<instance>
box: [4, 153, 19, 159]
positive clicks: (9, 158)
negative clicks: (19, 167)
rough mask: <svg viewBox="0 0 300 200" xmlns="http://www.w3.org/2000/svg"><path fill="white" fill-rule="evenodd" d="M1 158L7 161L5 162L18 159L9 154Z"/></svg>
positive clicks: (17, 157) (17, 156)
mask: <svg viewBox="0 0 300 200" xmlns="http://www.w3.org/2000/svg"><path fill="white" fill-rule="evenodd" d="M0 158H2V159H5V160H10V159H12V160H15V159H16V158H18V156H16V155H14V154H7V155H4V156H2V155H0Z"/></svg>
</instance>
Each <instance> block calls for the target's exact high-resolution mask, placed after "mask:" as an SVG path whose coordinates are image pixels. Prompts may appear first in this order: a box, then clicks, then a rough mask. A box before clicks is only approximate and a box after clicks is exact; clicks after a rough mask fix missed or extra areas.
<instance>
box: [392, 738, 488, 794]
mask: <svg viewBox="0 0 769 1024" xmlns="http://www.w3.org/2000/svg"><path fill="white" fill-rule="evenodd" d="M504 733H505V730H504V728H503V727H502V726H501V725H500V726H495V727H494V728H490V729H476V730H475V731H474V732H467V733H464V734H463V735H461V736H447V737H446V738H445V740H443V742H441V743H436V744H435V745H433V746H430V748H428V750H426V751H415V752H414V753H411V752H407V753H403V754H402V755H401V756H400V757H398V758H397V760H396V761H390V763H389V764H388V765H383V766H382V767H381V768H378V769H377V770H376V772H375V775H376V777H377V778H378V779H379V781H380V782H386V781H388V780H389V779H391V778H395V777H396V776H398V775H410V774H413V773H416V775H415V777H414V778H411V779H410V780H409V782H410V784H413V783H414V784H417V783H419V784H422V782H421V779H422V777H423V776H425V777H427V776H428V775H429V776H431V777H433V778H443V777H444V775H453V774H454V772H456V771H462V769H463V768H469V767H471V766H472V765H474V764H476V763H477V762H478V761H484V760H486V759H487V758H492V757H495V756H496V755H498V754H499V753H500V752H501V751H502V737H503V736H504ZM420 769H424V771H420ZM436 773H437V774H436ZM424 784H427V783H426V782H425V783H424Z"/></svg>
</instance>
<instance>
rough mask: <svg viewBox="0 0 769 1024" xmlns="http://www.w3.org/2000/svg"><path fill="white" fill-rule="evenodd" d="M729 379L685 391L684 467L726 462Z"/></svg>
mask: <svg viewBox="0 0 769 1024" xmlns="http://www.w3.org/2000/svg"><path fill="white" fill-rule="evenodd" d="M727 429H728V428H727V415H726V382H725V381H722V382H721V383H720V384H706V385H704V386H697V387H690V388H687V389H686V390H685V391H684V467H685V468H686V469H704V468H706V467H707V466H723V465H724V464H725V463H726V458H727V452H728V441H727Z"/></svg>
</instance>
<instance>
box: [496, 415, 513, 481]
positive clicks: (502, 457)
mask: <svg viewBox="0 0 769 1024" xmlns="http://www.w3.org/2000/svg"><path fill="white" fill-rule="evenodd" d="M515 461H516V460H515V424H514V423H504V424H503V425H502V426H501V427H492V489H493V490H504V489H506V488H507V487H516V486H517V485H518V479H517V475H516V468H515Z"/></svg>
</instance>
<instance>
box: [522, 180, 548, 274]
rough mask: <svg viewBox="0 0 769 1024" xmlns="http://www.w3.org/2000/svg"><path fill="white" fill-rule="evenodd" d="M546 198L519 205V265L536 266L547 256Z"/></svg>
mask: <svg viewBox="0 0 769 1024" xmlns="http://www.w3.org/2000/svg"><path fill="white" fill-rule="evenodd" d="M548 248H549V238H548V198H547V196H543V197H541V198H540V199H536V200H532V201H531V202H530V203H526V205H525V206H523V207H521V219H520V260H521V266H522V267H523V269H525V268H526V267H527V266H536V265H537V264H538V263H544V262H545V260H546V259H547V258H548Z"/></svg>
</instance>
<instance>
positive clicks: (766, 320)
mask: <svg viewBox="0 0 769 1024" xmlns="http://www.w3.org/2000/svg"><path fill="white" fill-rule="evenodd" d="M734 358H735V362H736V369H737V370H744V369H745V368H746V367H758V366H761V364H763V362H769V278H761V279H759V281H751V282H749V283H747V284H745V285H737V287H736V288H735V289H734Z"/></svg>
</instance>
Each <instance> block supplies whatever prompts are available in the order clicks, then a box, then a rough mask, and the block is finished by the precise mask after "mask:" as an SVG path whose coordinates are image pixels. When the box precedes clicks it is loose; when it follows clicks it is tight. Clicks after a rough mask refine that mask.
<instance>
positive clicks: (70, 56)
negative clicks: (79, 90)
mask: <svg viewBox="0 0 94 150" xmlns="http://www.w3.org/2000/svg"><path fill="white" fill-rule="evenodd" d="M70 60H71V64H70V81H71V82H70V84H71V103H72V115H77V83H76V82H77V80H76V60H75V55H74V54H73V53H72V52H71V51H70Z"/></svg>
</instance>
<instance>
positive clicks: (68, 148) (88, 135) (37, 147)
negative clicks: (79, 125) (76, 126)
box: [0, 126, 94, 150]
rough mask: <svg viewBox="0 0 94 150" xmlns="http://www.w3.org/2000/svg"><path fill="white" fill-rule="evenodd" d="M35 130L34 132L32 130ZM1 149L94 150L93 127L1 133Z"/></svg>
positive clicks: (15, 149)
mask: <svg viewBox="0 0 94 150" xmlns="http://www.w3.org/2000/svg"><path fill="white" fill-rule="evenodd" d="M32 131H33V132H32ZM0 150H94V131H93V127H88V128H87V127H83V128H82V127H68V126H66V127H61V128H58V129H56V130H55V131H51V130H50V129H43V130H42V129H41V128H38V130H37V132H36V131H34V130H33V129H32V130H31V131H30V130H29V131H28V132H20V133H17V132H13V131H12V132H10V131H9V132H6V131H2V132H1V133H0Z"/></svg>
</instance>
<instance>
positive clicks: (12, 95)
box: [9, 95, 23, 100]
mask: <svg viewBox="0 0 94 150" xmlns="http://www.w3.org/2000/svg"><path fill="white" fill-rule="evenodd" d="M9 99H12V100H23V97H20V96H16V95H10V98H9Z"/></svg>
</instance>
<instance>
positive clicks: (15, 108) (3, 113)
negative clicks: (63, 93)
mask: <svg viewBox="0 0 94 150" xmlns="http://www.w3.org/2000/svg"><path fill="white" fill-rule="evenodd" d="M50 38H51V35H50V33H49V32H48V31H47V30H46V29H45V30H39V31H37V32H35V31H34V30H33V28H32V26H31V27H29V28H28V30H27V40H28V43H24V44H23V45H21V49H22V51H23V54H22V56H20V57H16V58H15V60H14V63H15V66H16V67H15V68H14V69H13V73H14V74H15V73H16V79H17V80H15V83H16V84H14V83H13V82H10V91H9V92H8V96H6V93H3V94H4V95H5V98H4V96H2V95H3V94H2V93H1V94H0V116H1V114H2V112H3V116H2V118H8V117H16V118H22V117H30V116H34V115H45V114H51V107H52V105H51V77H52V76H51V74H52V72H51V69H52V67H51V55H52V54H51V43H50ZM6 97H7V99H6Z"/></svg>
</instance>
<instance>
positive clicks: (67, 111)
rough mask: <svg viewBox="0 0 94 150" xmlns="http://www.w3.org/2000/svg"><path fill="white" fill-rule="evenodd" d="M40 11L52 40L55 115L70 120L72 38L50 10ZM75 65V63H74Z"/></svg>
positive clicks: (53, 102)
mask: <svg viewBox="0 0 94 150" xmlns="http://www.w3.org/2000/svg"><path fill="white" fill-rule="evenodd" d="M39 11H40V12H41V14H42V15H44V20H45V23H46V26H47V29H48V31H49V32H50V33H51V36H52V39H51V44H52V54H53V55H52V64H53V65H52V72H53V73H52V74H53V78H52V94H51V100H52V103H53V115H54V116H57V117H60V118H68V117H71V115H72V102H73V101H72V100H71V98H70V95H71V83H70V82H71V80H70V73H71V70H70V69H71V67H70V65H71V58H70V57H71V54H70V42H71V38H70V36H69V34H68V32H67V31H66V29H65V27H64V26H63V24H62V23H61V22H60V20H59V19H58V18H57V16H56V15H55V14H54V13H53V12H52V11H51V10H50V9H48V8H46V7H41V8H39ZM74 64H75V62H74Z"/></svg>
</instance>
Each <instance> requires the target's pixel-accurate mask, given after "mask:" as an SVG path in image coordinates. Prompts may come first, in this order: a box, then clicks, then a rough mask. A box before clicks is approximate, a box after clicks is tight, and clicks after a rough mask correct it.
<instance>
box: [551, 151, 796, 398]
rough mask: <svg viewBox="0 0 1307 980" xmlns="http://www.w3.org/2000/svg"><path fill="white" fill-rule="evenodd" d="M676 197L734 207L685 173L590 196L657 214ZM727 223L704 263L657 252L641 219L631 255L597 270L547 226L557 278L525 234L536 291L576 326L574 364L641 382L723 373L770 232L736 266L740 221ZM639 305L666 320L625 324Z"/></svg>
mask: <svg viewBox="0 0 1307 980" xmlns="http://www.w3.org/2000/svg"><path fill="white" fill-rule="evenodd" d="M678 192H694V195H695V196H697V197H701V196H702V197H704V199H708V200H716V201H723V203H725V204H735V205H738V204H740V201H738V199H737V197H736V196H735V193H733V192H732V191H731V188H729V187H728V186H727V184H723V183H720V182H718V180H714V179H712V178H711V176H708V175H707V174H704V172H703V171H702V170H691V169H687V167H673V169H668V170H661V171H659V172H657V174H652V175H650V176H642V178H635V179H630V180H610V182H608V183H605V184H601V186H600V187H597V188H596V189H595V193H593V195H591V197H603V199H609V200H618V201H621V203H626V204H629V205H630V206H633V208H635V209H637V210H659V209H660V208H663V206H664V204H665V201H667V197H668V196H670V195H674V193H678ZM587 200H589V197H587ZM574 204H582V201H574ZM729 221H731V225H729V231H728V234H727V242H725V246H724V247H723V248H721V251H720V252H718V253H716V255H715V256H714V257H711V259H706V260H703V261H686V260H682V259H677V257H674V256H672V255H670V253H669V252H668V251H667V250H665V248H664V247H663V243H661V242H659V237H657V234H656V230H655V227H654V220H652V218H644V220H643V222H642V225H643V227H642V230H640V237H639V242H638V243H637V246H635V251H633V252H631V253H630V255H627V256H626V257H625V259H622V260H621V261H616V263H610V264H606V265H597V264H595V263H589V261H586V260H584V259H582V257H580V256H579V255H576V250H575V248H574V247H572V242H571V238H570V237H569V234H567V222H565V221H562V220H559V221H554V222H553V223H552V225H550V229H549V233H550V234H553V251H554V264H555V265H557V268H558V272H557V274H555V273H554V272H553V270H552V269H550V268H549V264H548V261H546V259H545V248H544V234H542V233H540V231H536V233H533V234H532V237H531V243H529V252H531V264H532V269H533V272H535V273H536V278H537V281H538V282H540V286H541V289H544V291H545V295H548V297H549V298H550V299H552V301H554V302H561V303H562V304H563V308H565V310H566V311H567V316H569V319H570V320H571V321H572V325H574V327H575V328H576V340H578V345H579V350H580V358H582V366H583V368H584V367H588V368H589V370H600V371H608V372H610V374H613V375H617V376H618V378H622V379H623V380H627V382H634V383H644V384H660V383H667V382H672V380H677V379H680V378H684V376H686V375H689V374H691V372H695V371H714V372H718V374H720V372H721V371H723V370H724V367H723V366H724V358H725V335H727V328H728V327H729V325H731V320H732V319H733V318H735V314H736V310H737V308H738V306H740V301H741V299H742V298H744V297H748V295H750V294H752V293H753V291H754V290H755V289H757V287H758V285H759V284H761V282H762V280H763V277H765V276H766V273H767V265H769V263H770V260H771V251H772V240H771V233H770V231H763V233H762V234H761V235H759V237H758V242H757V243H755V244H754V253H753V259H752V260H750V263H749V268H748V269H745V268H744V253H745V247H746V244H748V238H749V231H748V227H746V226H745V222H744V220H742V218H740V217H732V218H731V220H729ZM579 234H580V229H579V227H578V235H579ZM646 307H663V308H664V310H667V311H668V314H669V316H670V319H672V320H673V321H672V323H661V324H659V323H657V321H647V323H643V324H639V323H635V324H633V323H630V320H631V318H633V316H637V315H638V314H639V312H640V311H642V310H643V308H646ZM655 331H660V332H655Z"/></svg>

______________________________

### Problem to work on
Print the material word for word, from its first line through the line containing "158L7 161L5 162L18", with both of those lines included.

### Solution for this task
<instance>
box: [4, 153, 19, 159]
positive clicks: (9, 158)
negative clicks: (19, 167)
rough mask: <svg viewBox="0 0 300 200" xmlns="http://www.w3.org/2000/svg"><path fill="white" fill-rule="evenodd" d="M1 158L7 161L5 162L18 159L9 154Z"/></svg>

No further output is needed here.